### Written exercise A
Reproduce everything in the Thrift tutorial from "Hbase database has" down to "for Hbase access.", without any changes.
### Written exercise B
Answer these questions using the Thrift tutorial:
(i) Which company first developed Thrift?
(ii) On which Ubuntu version could the latest Thrift sources not compile?
(iii) What is the name of the directory that Thrift generates when run on Hbase.thrift?
### Written exercise C
Resume the Thrift, HBase and PHP tutorial, picking up right after its final sentence.

### Text extract
────
Saturday, November 29, 2008

Thrift + HBase + PHP

Thrift is a framework initially developped by Facebook that allows RPC communication between a client and a server written in C++, Java, Python, PHP or Ruby. It generates, using a definition file, data types and services interfaces in the programming language you specify.

Hbase database has a Thrift interface, so it can be called from any language supported by Thrift. It's the easiest way right now to call Hbase from PHP. Here is a little tutorial on how to install Thrift on Ubuntu and how to generate PHP client files used for Hbase access.

First of all, for any information about Thrift, you can have a look at Thrift wiki. This tutorial also take in account that you have apache and php5 installed and working in your ubuntu system.

Install requirement
(From: http://wiki.apache.org/thrift/GettingUbuntuPackages)
You need to install the following packages in order to compile Thrift:
  • Automake
  • LibTool
  • Flex
  • Bison
  • Boost Libraries
In a shell, type:
sudo apt-get install build-essential automake libtool flex bison libboost*
Installing Thrift
(From: http://wiki.apache.org/thrift/ThriftInstallation)
Get latest Thrift sources, unzip and go into the directory:
wget -O thrift.tgz "http://gitweb.thrift-rpc.org/?p=thrift.git;a=snapshot;h=HEAD;sf=tgz"
tar -xzf thrift.tgz
cd thrift
Take note that the above source couldn't compile on Ubuntu 8.10. I had to use a special snapshot from http://gitweb.thrift-rpc.org/?p=thrift.git;a=snapshot;h=1c8c4bb279578cb76bfcaa419d5b06fb7a187614;sf=tgz

Let's now configure, compile and Install Thrift
./boostrap.sh
./configure
make
sudo make install
Generating Thrift client libraries
You should now have a fresh Thrift installation. We now need to generate PHP files that will be included in your application in order to access Hbase. Hbase definition file has been included in Hbase sources, so we will not have to write it. If you have installed Hbase into /usr/local/hbase/, you can copy Thrift definition file into your home:
cp -r /usr/local/hbase/src/java/org/apache/hadoop/hbase/thrift ~/thrift_src
cd ~/thrift_src
Else, you need to modify the above command to match your Hbase installation path. We can now generate PHP files:
thrift -php Hbase.thrift
If you have followed all above the steps correctly, Thrift should have generated a directory named gen_php wich contains 2 php files. Those two files contains classes you will use to access hbase. But those files also depends on Thrift base files that you can find in thrift source directory. Following steps assume that your apache home directory is /var/www. Let's copy Thrift base files and create a "packages" directory wich will contains previously generated files.
────
### Data shown
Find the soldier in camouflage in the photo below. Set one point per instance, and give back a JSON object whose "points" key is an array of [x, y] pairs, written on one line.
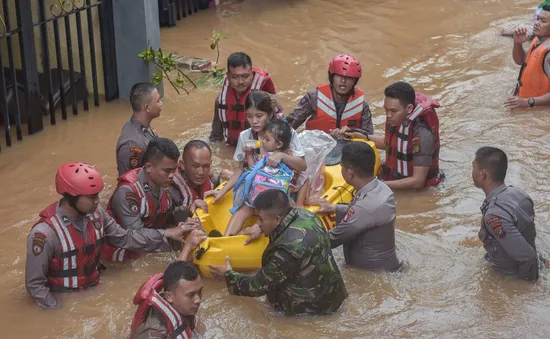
────
### Output A
Hbase database has a Thrift interface, so it can be called from any language supported by Thrift. It's the easiest way right now to call Hbase from PHP. Here is a little tutorial on how to install Thrift on Ubuntu and how to generate PHP client files used for Hbase access.

### Output B
(i) Facebook
(ii) Ubuntu 8.10
(iii) gen_php

### Output C
cp -r ~/thrift/lib/php/src /var/www/thrift
mkdir /var/www/thrift/packages
cp -r ~/thrift_src/gen_php /var/www/thrift/packages/Hbase

Let's now start Hbase thrift server.
/usr/local/hbase/bin/hbase thrift start
All you need to access Hbase from PHP is now ready to be used. To test the installation, let's use the demo client from Hbase sources.
cp /usr/local/hbase/src/examples/thrift/DemoClient.php /var/www/DemoClient.php
You need to modify the above file (/var/www/DemoClient.php) in order to change Thrift root path. Simply change the value of $GLOBALS['THRIFT_ROOT'] to /var/www/thrift. You should now be able to access the file through apache. The script simply test your hbase installation by creating a table, insert data in it, etc.

That's it. If you have any question, contact me!

1 comments:

Vivi said...

Hi,
Is it possible to read a float from Hbase ?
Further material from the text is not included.